• [Page]
:::

I might add that the first time this setup went WOT was on the wideband, and i held 4th from about 2k to about 5k revs, the afs never went below 13.5:1.
And Eric, i never thought about checking cruising afs, was to worried about wot afs









Again, thanks for the help guys, much appreciated








_Modified by formulavr6 at 8:58 PM 5-27-2007_


_Modified by formulavr6 at 8:58 PM 5-27-2007_


----------



## [email protected] (Mar 16, 2004)

*Re: So I went to the rollers today..... (formulavr6)*

If its lightly bucking while you cruise then you probably are running a little lean for some reason.
Could be a clogged fuel filter or tired stock fuel pump.
This might sound weird, but do you have all hard pipe going to your turbo or are you using any dryer ducting or anything like that for intake piping?


----------



## formulavr6 (Oct 9, 2004)

*Re: So I went to the rollers today..... ([email protected])*

Haha, no, its all hard stuff, no leaks and i check my clamps weekly. Fuel filter was changed in january, as i do once a year.
As for the pump, i had a gauge on the fuel rail while driving and under boost, wot, the gauge read 48-50psi, youd think if the pump was bad, the pressure would drop under load...eveything is weird, which is why im here.

:::

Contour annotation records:
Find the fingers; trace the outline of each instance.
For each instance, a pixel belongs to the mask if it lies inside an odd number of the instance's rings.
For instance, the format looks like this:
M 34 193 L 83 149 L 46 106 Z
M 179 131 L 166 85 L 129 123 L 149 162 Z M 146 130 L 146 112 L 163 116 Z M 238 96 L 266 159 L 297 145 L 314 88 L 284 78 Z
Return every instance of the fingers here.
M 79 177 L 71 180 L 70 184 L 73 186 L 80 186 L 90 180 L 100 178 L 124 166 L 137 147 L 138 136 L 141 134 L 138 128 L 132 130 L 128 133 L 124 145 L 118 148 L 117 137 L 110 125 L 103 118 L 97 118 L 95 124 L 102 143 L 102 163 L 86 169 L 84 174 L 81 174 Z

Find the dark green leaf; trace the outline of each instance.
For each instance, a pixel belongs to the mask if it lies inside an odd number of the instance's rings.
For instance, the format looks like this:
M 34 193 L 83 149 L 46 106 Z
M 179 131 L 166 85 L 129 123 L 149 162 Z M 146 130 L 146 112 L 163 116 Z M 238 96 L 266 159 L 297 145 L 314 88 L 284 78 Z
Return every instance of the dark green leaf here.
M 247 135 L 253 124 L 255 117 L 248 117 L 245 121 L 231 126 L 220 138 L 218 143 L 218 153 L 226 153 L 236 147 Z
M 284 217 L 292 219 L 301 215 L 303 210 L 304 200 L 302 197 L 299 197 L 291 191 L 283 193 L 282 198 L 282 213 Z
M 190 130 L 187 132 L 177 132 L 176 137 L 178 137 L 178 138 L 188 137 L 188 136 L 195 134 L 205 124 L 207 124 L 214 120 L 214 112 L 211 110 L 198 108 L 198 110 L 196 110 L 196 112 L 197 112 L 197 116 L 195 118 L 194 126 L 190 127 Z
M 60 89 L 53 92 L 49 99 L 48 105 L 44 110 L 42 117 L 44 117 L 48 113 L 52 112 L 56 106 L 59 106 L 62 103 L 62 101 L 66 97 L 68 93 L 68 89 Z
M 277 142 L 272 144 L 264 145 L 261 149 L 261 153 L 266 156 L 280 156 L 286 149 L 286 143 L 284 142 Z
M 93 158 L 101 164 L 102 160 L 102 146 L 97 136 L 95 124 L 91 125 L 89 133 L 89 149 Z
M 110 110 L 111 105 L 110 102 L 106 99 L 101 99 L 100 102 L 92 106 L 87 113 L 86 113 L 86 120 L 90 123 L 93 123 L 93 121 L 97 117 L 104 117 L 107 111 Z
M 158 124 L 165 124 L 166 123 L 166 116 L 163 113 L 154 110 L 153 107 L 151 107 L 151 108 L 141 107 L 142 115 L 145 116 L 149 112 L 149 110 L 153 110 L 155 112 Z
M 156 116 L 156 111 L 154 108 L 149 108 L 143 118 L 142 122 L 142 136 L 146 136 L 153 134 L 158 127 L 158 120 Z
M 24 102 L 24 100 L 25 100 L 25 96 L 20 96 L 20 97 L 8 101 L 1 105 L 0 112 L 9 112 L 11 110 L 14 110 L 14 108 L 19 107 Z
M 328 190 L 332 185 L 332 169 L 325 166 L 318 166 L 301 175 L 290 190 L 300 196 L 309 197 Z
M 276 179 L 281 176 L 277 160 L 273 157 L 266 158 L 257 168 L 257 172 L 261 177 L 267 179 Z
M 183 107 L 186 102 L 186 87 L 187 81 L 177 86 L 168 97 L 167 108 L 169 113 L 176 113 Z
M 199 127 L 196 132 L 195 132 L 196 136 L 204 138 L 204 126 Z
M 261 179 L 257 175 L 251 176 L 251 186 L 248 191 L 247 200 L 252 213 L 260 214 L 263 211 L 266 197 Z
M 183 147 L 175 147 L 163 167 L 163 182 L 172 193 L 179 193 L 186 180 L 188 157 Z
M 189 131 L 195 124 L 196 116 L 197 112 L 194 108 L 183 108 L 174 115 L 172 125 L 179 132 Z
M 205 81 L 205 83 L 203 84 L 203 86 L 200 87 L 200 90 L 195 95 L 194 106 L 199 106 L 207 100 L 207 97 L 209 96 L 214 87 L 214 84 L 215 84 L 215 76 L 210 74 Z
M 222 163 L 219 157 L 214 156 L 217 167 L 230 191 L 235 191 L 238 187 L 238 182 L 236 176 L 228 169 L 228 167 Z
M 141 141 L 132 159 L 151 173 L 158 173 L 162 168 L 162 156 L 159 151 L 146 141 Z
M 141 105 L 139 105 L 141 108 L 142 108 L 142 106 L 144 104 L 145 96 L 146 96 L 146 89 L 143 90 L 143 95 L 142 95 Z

:::

• [The tasks]
A. Answer these questions from the forum thread:
(i) Which gear was held during the first wide-open-throttle run on the wideband?
(ii) What two possible causes are suggested for running lean?
(iii) What did the fuel rail gauge read under boost at wide-open throttle?
B. Reproduce the portion of the forum thread between "I might add" and "went below 13.5:1.", inclusive.

• [Answers in order]
A.
(i) Fourth gear, from about 2k to about 5k revs.
(ii) A clogged fuel filter or a tired stock fuel pump.
(iii) 48-50psi.

B.
I might add that the first time this setup went WOT was on the wideband, and i held 4th from about 2k to about 5k revs, the afs never went below 13.5:1.